● **Instructions for the task**
Reproduce what is written in the records below exactly, and leave out the images.

Stored records
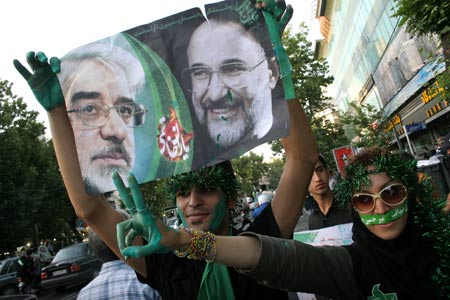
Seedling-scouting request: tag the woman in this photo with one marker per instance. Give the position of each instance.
(400, 248)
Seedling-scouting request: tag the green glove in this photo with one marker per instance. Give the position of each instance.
(277, 15)
(43, 81)
(142, 222)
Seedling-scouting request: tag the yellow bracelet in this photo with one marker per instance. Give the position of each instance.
(201, 244)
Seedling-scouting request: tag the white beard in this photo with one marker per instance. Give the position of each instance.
(229, 133)
(98, 180)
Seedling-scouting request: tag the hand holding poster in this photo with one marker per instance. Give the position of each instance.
(174, 95)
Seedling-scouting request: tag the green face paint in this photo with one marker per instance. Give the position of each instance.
(183, 220)
(388, 217)
(218, 215)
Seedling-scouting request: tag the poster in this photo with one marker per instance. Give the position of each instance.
(174, 95)
(337, 235)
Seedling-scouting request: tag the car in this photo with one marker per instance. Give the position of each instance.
(72, 266)
(8, 276)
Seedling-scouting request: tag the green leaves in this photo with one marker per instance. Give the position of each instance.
(31, 188)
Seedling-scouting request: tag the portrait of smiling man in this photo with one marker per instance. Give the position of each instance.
(231, 79)
(99, 82)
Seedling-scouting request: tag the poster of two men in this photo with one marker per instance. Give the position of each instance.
(174, 95)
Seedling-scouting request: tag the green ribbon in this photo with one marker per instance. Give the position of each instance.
(216, 283)
(388, 217)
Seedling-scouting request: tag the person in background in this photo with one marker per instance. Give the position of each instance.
(401, 239)
(264, 200)
(203, 197)
(116, 280)
(325, 212)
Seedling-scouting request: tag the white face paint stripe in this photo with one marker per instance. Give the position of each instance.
(388, 217)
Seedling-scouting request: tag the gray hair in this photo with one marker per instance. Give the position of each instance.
(113, 52)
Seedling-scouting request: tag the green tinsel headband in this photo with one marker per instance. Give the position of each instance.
(428, 214)
(218, 176)
(397, 165)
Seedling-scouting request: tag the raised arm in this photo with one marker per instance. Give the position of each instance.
(94, 210)
(300, 147)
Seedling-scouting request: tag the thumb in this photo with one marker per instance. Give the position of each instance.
(21, 69)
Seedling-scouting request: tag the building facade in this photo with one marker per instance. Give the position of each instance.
(375, 61)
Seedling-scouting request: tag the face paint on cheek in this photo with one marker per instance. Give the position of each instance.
(388, 217)
(183, 220)
(218, 214)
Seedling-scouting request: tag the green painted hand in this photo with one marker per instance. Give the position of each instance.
(142, 223)
(43, 81)
(277, 15)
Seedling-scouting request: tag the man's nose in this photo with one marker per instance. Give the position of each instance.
(195, 199)
(217, 89)
(114, 129)
(380, 207)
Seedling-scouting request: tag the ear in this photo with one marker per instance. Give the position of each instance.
(273, 72)
(231, 204)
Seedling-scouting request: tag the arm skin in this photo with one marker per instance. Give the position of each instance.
(301, 157)
(94, 210)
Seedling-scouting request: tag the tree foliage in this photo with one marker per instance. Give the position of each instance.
(426, 17)
(311, 77)
(249, 170)
(33, 200)
(365, 122)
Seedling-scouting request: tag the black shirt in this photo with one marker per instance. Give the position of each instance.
(179, 278)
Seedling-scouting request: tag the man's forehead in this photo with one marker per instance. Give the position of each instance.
(221, 38)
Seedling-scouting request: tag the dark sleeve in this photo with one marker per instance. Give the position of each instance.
(265, 223)
(294, 266)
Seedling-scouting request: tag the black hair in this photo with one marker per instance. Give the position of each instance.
(322, 160)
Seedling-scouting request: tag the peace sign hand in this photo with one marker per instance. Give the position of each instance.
(142, 223)
(43, 81)
(277, 15)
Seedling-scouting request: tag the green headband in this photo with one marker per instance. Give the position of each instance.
(396, 165)
(215, 176)
(428, 211)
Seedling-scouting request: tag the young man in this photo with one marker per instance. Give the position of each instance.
(324, 212)
(116, 280)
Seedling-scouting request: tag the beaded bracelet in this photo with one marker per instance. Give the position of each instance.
(201, 244)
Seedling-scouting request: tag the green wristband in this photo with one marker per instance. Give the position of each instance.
(281, 55)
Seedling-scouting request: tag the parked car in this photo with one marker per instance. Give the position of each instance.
(71, 266)
(8, 276)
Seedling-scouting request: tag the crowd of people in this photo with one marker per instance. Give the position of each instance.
(400, 246)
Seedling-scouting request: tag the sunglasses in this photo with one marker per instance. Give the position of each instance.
(392, 195)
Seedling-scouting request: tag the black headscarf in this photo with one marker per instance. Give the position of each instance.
(402, 266)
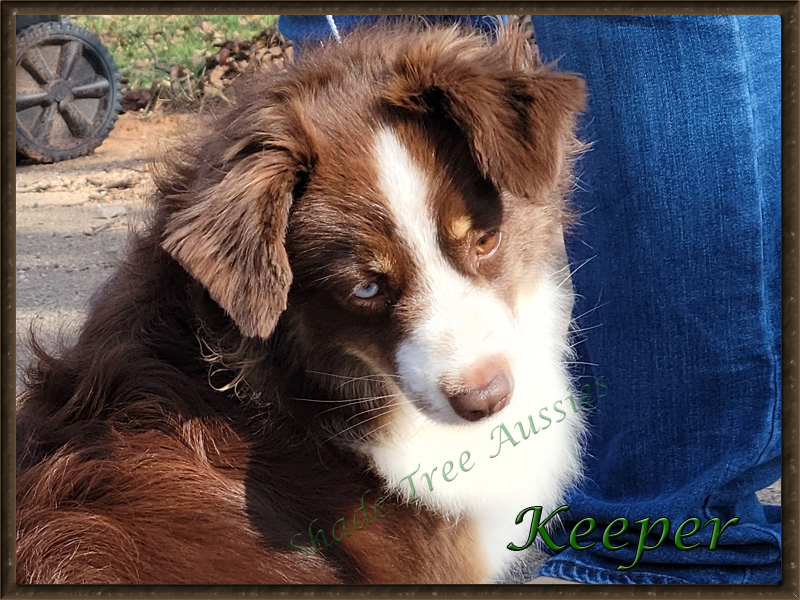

● **Answer**
Seedling-scouting request: tag the woman in this photo with one marker per instance. Give the position of each instance.
(400, 248)
Seedling-scouting request: tag the green glove in this photo with one marker per instance. Give the position of each instance.
(277, 15)
(43, 81)
(142, 222)
Seedling-scouting request: tag the yellow bracelet in this photo with one marker per instance. Give the position of each instance.
(201, 244)
Seedling-scouting request: tag the white beard in this photo with one marker per instance. Give the position of each instance.
(229, 133)
(98, 180)
Seedling-scouting request: tag the hand holding poster in this photo with one marker per instance. Give the position of each instance.
(174, 95)
Seedling-scouting request: tag the green face paint in this photo with one marker per instance. Give the position of each instance.
(183, 220)
(388, 217)
(218, 215)
Seedling-scouting request: tag the poster in this photo with one marker per instance. Give the position of each instance.
(174, 95)
(337, 235)
Seedling-scouting request: tag the car in this photo with one marker per instance. Give the position of each instance.
(72, 266)
(8, 276)
Seedling-scouting request: tag the green leaves in this photo with one marker per instance. Give the position of each instance.
(31, 188)
Seedling-scouting request: tag the portrait of smiling man in this photo with one marker per instance. Give the position of each instance.
(231, 79)
(99, 82)
Seedling-scouting request: tag the poster of two men in this photo with one marker per instance. Give the position of each instance.
(174, 95)
Seedling-scouting request: tag the green ribbon in this photo with one marker per instance. Give the position of each instance.
(216, 283)
(388, 217)
Seedling-scouting request: tag the person in background in this photo with one marker per instance. Give the position of each instance.
(401, 239)
(264, 200)
(203, 197)
(116, 280)
(325, 212)
Seedling-scouting request: tag the white face paint stripe in this photo with one marker per instance. Give the position of each instance.
(388, 217)
Seedling-scouting request: tag the gray hair in this photo with one marker per instance. Give the position of each instance.
(113, 52)
Seedling-scouting request: tag the green tinsel headband in this photo with one marker per instance. Give the position of each instance.
(428, 214)
(218, 176)
(397, 165)
Seedling-scouting request: tag the raised arm in this photo with one marker per instance. Give the position of each instance.
(94, 210)
(300, 147)
Seedling-scouting request: tag the thumb in this photo with one marker per instance. Give the position of each instance.
(21, 69)
Seedling-scouting request: tag the building facade in this photo with one marker per instance. Give the position of each instance.
(375, 61)
Seedling-scouting request: tag the face paint on cheek in this photo with one marker per instance. Give the position of each instance.
(388, 217)
(183, 220)
(218, 214)
Seedling-scouting request: tag the green painted hand in this photo with one marker per instance. Give the position of each instance.
(142, 223)
(43, 81)
(277, 15)
Seedling-scouting request: tag the man's nose in this photo with one marker per instance. Give the position of each instance.
(195, 199)
(217, 89)
(114, 129)
(380, 207)
Seedling-scouting request: tag the ear in this photo with one marker per instance. Give the position of each instance.
(273, 72)
(231, 204)
Seedling-scouting request: tag the arm skin in this photo with one marker per instance. Give the position of each instance.
(301, 157)
(94, 210)
Seedling-scouting request: tag the tree foliage in this photo with one marker per instance. Give the position of each instance.
(426, 17)
(311, 77)
(249, 170)
(33, 200)
(365, 122)
Seedling-scouting request: tag the black shirt in this photo with one marker per instance. Give the position of each instance.
(179, 278)
Seedling-scouting request: tag the man's forehead in this photo with one marker per instance. Give the position of each instance.
(221, 38)
Seedling-scouting request: tag the dark sleeve in this photo with one marker per instance. Give the position of each instance.
(265, 223)
(294, 266)
Seedling-scouting request: tag the black hair in this photo with one marker per instance. Give the position of each instance.
(322, 160)
Seedling-scouting request: tag the peace sign hand in this photo with one marker per instance. Give the position of each instance.
(142, 223)
(43, 81)
(277, 15)
Seedling-scouting request: tag the green headband in this photo with one marker per instance. Give the position of each instance.
(396, 165)
(215, 176)
(428, 211)
Seedling-scouting request: tag the young man in this photo with one marker per instance. Give the position of each instance.
(324, 212)
(116, 280)
Seedling-scouting request: tag the beaded bracelet in this photo with one marker per instance. Give the position of each instance.
(201, 244)
Seedling-scouting request: tag the green wristband in this photo with one marker per instance. Give the position of each instance.
(281, 55)
Seedling-scouting request: tag the parked car in this photo with one marker per instance. Give the position of each instance.
(71, 266)
(8, 276)
Seedling-scouting request: tag the crowd of people in this photo with one marker per instance. Give the position of each instance.
(400, 246)
Seedling-scouting request: tag the sunglasses in this photo with one marker per instance. Give the position of each instance.
(392, 195)
Seedling-scouting request: tag the black headscarf in this photo with one marker per instance. Give the position of each instance.
(402, 266)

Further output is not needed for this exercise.